- **WHAT YOU NEED TO DO**
Reproduce only the records that begin at the line containing "In the photo above, where can the tree" and run through the end of the records. Replace "record the location" with "give the coordinates" throughout, leaving everything else unchanged.

- **TASK INPUTS**

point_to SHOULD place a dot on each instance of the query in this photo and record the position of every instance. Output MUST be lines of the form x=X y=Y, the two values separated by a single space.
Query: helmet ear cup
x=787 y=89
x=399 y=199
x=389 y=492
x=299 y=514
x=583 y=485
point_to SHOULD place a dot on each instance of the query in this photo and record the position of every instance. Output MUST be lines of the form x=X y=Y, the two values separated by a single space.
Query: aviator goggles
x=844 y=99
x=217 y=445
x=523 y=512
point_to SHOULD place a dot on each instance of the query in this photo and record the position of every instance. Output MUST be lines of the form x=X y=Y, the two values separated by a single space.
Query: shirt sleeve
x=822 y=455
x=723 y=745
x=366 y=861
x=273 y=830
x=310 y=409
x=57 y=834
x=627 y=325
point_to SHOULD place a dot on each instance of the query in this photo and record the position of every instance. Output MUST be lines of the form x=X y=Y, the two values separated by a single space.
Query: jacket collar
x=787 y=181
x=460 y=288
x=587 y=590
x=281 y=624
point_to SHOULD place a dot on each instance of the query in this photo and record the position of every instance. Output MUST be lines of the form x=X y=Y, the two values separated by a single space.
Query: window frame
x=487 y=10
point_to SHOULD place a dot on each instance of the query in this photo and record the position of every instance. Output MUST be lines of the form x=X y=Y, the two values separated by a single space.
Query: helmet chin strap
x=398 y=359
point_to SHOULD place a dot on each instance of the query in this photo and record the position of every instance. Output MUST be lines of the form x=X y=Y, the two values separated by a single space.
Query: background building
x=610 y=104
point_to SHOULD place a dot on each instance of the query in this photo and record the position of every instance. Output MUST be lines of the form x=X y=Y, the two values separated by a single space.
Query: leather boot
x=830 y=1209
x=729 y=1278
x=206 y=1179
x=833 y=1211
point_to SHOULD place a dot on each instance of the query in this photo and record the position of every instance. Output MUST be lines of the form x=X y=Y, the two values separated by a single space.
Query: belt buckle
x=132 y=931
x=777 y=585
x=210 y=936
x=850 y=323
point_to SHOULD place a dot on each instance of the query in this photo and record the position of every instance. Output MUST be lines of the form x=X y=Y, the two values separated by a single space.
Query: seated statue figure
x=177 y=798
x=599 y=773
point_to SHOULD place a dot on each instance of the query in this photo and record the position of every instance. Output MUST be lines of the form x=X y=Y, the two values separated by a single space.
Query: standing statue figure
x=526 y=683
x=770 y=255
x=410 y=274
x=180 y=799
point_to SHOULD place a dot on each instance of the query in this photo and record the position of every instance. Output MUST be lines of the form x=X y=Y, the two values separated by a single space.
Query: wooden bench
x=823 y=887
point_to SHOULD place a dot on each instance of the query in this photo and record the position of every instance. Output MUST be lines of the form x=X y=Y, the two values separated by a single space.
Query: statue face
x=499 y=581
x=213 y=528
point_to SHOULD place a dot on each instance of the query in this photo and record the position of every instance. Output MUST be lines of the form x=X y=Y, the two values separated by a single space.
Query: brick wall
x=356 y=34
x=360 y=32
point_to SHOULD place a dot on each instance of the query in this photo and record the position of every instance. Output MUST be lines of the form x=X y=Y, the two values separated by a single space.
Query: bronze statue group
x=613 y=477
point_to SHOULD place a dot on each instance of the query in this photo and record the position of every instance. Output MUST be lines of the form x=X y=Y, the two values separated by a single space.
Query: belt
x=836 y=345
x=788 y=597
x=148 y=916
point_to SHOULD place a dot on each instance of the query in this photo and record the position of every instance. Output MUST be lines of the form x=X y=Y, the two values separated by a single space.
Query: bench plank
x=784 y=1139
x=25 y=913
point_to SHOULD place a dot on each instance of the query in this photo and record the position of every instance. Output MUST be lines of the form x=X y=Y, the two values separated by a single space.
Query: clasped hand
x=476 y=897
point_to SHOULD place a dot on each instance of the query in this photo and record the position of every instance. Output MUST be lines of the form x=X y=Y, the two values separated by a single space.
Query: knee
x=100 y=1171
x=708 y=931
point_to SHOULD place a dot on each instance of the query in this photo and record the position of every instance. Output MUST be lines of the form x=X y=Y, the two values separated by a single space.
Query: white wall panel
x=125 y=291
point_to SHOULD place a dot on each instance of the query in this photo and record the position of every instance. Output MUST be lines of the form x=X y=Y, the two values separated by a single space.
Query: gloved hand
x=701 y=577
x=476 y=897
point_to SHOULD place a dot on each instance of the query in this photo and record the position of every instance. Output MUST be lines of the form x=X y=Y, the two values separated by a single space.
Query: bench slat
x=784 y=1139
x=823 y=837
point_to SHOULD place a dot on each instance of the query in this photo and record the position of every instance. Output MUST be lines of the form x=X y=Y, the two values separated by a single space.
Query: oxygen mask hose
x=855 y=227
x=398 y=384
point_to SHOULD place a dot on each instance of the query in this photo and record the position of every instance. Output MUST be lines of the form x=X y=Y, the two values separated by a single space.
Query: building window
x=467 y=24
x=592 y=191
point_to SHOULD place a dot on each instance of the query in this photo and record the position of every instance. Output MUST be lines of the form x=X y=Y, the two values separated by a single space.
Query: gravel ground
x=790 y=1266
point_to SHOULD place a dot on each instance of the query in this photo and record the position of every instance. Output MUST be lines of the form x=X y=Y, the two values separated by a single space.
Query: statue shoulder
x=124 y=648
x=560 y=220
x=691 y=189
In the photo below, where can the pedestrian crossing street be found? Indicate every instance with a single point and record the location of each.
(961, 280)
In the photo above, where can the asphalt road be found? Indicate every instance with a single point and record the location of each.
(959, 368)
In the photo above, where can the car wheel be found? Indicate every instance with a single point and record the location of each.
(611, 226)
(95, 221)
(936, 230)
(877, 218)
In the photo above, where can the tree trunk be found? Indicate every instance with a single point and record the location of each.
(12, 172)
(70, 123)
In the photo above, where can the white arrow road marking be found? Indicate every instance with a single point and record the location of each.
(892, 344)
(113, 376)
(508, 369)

- **SOLUTION TO THIS TASK**
In the photo above, where can the tree trunk be found? Indicate every instance with a single point and give the coordinates of each.
(12, 172)
(70, 123)
In the photo above, where can the white arrow road marking be found? Indicate every instance with a single point and give the coordinates of each.
(892, 344)
(113, 376)
(508, 369)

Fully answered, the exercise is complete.